**EXERCISE GOAL**
Rewrite the listing below with every occurrence of "even-odd rule" changed to "nonzero winding rule", leaving everything else unchanged.
........
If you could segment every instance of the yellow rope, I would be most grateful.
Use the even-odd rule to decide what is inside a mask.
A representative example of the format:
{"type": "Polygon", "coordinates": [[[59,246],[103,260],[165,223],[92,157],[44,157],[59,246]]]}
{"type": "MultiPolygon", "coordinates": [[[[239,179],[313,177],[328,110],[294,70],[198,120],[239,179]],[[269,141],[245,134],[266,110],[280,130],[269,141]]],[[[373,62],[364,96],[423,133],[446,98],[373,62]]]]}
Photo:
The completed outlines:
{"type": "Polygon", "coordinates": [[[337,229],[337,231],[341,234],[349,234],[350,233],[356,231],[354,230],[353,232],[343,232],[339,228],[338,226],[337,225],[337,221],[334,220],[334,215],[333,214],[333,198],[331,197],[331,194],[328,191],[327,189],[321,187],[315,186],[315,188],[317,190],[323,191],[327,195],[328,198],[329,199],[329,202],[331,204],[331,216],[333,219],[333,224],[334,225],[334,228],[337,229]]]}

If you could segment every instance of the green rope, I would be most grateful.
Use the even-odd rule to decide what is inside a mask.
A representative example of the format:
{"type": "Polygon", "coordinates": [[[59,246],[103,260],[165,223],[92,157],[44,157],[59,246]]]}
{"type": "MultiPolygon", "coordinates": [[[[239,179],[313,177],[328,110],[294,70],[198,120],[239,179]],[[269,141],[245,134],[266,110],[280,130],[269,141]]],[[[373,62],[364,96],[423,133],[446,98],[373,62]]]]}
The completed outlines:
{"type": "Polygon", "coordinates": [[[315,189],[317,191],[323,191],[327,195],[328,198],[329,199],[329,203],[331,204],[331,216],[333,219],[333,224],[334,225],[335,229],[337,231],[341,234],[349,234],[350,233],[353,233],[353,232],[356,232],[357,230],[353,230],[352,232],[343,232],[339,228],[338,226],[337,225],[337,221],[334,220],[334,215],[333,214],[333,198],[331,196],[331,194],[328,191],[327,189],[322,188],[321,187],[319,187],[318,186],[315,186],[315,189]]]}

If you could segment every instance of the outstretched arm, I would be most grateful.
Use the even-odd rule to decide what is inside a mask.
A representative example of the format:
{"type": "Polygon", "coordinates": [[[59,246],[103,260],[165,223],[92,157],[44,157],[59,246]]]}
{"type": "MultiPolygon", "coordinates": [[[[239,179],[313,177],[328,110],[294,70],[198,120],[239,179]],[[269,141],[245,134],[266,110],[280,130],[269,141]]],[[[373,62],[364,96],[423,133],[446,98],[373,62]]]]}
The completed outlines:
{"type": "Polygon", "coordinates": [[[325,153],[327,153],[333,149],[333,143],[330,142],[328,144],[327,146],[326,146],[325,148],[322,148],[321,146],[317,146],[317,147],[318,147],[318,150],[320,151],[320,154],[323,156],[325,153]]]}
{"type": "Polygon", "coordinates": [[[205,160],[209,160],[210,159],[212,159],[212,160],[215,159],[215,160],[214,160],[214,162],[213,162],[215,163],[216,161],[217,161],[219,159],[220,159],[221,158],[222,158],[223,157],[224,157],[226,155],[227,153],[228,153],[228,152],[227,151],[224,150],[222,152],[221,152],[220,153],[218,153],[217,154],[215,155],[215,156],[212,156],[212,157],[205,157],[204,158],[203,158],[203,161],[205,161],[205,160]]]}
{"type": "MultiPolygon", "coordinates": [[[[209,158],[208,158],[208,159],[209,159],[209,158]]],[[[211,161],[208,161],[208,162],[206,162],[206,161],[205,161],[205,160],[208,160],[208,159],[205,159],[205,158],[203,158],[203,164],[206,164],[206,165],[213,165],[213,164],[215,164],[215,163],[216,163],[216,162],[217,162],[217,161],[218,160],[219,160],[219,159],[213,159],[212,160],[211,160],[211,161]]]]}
........
**CORRECT RESULT**
If you could segment every instance of the yellow rope, I would be most grateful.
Use the nonzero winding rule to decide what is inside a mask.
A representative example of the format:
{"type": "Polygon", "coordinates": [[[59,246],[103,260],[165,223],[92,157],[44,157],[59,246]]]}
{"type": "MultiPolygon", "coordinates": [[[[239,179],[313,177],[328,110],[294,70],[198,120],[239,179]],[[269,141],[245,134],[266,110],[280,130],[269,141]]],[[[373,62],[364,96],[423,133],[446,98],[373,62]]]]}
Photo:
The completed outlines:
{"type": "Polygon", "coordinates": [[[337,229],[337,231],[341,234],[349,234],[350,233],[356,231],[354,230],[353,232],[343,232],[339,228],[338,226],[337,225],[337,221],[334,220],[334,215],[333,214],[333,198],[331,197],[331,194],[328,191],[327,189],[321,187],[315,186],[315,188],[317,190],[323,191],[327,195],[328,198],[329,199],[329,202],[331,204],[331,216],[333,219],[333,224],[334,225],[334,228],[337,229]]]}

If you could segment every instance of the green rope, I would be most grateful.
Use the nonzero winding rule to decide what is inside a mask.
A representative example of the format:
{"type": "Polygon", "coordinates": [[[59,246],[103,260],[165,223],[92,157],[44,157],[59,246]]]}
{"type": "MultiPolygon", "coordinates": [[[[239,179],[313,177],[328,110],[294,70],[198,120],[239,179]],[[269,141],[245,134],[266,110],[280,130],[269,141]]],[[[373,62],[364,96],[423,133],[446,98],[373,62]]]]}
The completed outlines:
{"type": "Polygon", "coordinates": [[[315,189],[317,191],[323,191],[327,195],[328,198],[329,199],[329,203],[331,204],[331,216],[333,219],[333,224],[334,225],[335,229],[337,231],[341,234],[349,234],[350,233],[353,233],[353,232],[356,232],[357,230],[353,230],[352,232],[343,232],[339,228],[338,226],[337,225],[337,221],[334,220],[334,215],[333,214],[333,198],[331,196],[331,194],[328,191],[327,189],[322,188],[321,187],[319,187],[318,186],[315,186],[315,189]]]}

If you could segment every instance of the outstretched arm, I would be most grateful.
Use the nonzero winding rule to decide what is inside a mask.
A representative example of the format:
{"type": "Polygon", "coordinates": [[[59,246],[103,260],[165,223],[92,157],[44,157],[59,246]]]}
{"type": "MultiPolygon", "coordinates": [[[[239,179],[313,177],[328,110],[294,70],[198,120],[239,179]],[[269,141],[245,134],[266,110],[280,130],[269,141]]],[[[373,62],[364,96],[423,133],[446,98],[373,62]]]]}
The completed outlines:
{"type": "Polygon", "coordinates": [[[325,153],[327,153],[333,149],[333,143],[330,142],[328,144],[327,146],[326,146],[325,148],[322,148],[321,146],[317,146],[317,147],[318,147],[318,150],[320,151],[320,154],[323,156],[325,153]]]}
{"type": "Polygon", "coordinates": [[[205,160],[209,160],[210,159],[212,159],[212,160],[215,159],[215,160],[214,160],[214,162],[213,162],[215,163],[216,161],[217,161],[219,159],[220,159],[221,158],[222,158],[223,157],[224,157],[226,155],[227,153],[228,153],[228,152],[227,151],[224,150],[222,152],[221,152],[220,153],[218,153],[217,154],[215,155],[215,156],[212,156],[212,157],[205,157],[204,158],[203,158],[203,161],[205,161],[205,160]]]}
{"type": "MultiPolygon", "coordinates": [[[[209,158],[208,158],[208,159],[209,159],[209,158]]],[[[211,161],[208,161],[208,162],[206,162],[206,161],[205,161],[205,160],[208,160],[208,159],[205,159],[205,158],[203,158],[203,164],[206,164],[206,165],[213,165],[213,164],[215,164],[215,163],[216,163],[216,162],[217,162],[217,161],[218,160],[219,160],[219,159],[213,159],[212,160],[211,160],[211,161]]]]}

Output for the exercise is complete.